No osaría decir que soy experto en soportar el dolor físico, pero algo sé sobre el tema. Hasta los 25 años no tuve ni un dolor de muelas, mi cuerpo respondía a todos los golpes sin protestar. Entonces un día me di un batacazo que me luxó el coxis. Los primeros días hice como si nada, hasta que un día me quedé clavado y los médicos me empezaron a meter inyecciones para la lumbalgia, sin molestarse a saber de dónde venía el dolor de espalda.

El coxis es un hueso que no sirve para nada, excepto para doler y quizás para captar las vibraciones del mundo, como un pararrayos o la cola de un perro. El dolor no pasaba y la confianza ciega que había tenido en mi cuerpo ―metáfora del mundo― se empezó a derrumbar. No hay nada que te pueda lanzar más fríamente hacia la absurdidad que un dolor físico persistente. Cuando el cuerpo no responde, los fantasmas y los miedos salen de bajo las piedras. El cerebro, que sirve para dar sentido a nuestras decisiones, desvaría. 

Con el dolor, la memoria se intoxica y es como si una droga psicodélica te hubiera dado un mal viaje y no encontraras el camino de vuelta a tu casa. La mayoría de los médicos son tan grises como la mayoría de la gente pero aplican las fórmulas que han aprendido de los libros con el extra de seguridad y de perogrullo que les da el prestigio del oficio. Un año y medio fueron suficientes para convertirme en un sibarita de las sillas, en las cuales buscaba como un loco la postura más adecuada sin ni siguiera sospechar la existencia de mi coxis.

■ Datos proporcionados:

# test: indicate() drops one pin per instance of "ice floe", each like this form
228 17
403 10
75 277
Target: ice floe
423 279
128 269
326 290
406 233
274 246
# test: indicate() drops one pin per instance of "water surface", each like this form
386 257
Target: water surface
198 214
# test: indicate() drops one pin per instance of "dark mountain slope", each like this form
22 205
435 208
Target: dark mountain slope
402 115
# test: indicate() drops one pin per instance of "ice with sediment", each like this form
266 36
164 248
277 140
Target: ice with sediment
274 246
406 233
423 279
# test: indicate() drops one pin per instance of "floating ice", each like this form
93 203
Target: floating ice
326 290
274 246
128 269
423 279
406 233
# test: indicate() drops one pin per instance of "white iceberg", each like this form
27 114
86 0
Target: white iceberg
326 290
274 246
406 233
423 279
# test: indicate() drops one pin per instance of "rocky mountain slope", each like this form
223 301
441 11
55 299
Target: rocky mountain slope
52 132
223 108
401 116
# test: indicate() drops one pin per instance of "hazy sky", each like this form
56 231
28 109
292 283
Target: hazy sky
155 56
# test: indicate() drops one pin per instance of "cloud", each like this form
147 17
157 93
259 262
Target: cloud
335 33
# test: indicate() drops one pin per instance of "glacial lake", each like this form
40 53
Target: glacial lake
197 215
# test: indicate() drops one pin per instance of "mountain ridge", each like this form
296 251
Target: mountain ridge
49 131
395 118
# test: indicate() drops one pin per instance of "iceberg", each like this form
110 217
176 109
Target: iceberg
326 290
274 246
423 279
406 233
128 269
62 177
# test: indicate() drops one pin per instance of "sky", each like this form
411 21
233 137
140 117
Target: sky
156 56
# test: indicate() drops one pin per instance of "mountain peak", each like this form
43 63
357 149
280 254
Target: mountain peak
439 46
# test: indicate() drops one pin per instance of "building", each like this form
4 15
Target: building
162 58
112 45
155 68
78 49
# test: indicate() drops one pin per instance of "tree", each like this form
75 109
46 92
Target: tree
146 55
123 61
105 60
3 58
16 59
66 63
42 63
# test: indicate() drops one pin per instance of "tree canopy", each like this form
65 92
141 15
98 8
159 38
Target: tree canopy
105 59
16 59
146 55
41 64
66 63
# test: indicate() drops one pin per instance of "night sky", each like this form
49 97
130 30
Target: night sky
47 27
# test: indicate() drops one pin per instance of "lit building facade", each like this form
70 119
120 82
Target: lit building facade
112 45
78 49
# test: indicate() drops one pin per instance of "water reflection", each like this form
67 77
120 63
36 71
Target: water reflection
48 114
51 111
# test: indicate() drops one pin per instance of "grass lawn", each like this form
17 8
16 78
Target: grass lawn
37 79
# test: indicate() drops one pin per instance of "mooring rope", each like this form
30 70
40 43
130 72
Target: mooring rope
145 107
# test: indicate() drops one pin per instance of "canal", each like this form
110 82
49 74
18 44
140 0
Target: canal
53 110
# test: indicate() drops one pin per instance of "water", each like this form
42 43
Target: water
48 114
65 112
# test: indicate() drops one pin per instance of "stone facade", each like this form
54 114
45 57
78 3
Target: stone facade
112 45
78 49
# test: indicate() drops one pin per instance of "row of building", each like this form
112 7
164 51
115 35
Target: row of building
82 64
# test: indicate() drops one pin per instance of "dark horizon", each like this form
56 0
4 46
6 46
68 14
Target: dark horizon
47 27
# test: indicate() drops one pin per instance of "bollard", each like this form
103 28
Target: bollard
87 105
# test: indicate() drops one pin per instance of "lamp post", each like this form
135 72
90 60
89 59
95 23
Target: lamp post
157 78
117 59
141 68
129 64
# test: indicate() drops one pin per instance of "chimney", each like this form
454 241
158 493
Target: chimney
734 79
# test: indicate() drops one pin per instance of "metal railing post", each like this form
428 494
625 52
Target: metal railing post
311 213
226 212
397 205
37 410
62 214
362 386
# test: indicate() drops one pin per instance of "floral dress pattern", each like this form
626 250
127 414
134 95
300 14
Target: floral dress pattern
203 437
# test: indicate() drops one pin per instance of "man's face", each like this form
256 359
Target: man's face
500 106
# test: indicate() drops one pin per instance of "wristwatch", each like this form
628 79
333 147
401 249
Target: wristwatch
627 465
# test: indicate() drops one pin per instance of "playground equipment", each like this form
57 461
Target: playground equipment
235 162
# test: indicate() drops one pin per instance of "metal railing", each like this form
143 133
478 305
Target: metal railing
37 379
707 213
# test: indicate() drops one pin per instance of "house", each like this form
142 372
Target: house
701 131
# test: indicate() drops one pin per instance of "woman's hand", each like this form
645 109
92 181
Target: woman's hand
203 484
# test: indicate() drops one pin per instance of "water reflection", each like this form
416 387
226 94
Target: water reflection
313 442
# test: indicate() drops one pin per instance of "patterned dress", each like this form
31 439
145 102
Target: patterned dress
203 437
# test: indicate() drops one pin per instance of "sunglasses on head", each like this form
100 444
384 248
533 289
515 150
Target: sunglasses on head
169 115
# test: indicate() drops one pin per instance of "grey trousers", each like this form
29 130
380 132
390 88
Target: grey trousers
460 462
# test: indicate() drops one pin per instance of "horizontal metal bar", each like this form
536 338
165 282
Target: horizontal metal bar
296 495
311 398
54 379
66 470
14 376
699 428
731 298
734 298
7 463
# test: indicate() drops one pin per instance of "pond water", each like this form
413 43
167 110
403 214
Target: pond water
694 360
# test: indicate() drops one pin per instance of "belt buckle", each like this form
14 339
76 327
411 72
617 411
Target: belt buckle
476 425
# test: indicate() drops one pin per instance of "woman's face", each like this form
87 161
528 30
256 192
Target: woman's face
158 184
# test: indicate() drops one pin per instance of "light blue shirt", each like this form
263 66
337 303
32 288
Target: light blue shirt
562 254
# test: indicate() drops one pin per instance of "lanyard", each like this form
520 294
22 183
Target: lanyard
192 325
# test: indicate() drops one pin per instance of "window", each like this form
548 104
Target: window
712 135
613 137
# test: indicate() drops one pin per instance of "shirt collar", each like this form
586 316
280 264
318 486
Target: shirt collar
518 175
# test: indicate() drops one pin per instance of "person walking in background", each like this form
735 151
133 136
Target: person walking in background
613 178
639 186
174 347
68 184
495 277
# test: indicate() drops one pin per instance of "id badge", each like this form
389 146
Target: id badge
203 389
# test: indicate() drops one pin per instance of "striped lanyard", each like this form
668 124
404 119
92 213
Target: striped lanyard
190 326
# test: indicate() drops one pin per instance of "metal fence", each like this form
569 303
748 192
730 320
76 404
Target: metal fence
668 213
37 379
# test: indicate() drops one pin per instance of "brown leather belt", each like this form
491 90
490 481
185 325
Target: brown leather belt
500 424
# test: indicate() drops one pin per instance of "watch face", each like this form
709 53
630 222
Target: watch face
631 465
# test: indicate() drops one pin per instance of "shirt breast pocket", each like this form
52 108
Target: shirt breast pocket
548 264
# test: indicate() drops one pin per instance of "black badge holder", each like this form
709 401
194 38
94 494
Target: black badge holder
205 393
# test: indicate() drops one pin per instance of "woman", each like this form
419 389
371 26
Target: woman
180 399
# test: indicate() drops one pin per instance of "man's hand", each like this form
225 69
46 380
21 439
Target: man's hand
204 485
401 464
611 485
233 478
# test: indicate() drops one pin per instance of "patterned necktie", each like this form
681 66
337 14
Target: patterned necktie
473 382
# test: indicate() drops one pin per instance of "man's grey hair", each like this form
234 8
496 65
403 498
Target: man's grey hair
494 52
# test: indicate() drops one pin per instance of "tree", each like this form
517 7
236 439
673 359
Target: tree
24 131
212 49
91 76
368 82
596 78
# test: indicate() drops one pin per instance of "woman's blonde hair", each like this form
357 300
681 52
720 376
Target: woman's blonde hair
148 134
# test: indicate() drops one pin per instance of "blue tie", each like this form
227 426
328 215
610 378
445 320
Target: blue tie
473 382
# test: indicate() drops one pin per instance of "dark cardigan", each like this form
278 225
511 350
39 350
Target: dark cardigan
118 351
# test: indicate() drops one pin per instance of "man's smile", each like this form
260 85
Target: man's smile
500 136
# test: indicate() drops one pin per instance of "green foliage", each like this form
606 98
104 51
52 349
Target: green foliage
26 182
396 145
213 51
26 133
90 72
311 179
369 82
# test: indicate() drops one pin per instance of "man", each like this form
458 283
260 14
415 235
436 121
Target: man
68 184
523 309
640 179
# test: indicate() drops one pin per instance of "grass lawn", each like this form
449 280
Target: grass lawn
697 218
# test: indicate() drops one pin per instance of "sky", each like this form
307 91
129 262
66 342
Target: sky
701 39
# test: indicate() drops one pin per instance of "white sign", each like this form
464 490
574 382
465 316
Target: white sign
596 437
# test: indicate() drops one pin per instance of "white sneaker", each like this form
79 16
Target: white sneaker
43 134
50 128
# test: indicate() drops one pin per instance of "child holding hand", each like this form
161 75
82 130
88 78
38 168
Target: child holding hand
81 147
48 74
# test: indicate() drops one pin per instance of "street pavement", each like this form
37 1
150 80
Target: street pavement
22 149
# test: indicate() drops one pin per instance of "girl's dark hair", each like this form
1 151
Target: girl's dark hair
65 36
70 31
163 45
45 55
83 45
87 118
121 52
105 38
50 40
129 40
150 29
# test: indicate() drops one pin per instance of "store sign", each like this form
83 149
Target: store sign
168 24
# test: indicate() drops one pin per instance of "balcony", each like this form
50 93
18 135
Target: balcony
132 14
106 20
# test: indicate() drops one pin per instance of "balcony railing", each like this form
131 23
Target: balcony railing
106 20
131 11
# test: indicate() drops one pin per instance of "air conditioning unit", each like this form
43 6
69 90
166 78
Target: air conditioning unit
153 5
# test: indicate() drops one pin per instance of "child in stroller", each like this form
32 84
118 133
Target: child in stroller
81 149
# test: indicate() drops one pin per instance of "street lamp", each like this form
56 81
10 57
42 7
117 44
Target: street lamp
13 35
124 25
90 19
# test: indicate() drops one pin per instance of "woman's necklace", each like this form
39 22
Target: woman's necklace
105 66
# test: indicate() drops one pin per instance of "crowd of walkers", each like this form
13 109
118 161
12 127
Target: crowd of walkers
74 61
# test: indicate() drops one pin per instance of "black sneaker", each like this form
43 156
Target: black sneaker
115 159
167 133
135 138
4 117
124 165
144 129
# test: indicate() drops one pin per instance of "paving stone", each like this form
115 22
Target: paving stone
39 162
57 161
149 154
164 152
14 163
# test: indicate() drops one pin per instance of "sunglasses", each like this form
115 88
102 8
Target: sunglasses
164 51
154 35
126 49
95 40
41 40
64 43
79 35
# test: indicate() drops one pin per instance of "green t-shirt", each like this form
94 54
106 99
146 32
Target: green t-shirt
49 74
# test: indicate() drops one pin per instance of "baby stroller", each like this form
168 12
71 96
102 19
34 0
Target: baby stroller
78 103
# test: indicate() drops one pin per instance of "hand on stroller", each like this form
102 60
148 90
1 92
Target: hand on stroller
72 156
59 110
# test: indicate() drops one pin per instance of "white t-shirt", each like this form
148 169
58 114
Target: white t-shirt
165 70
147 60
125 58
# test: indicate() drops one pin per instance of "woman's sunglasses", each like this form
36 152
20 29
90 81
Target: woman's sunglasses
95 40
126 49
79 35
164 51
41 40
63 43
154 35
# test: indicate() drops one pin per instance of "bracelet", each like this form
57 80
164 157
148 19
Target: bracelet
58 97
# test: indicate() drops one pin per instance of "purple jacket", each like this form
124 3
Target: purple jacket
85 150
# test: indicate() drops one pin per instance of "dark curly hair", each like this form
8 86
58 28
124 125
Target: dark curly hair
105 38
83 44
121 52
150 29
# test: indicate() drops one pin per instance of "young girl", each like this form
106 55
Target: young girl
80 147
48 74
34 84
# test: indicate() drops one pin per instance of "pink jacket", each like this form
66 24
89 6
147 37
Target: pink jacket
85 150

■ Ejercicios propuestos:
a: Determine si cada una de las siguientes afirmaciones concuerda con el texto sobre el dolor del coxis. Responda sí o no y cite literalmente las palabras del texto que lo deciden.
(i) Quien narra no sufrió ningún dolor de muelas hasta los 25 años.
(ii) Los médicos averiguaron el origen del dolor de espalda antes de recetar las inyecciones.
(iii) Bastó un año y medio para que quien narra se volviera un sibarita de las sillas.
b: Reproduzca sin cambios el fragmento del texto sobre el dolor del coxis comprendido desde "El coxis es" hasta "nuestras decisiones, desvaría.".

■ Respuestas por número:
a:
(i) Sí: «Hasta los 25 años no tuve ni un dolor de muelas».
(ii) No: «sin molestarse a saber de dónde venía el dolor de espalda».
(iii) Sí: «Un año y medio fueron suficientes para convertirme en un sibarita de las sillas».

b:
El coxis es un hueso que no sirve para nada, excepto para doler y quizás para captar las vibraciones del mundo, como un pararrayos o la cola de un perro. El dolor no pasaba y la confianza ciega que había tenido en mi cuerpo ―metáfora del mundo― se empezó a derrumbar. No hay nada que te pueda lanzar más fríamente hacia la absurdidad que un dolor físico persistente. Cuando el cuerpo no responde, los fantasmas y los miedos salen de bajo las piedras. El cerebro, que sirve para dar sentido a nuestras decisiones, desvaría.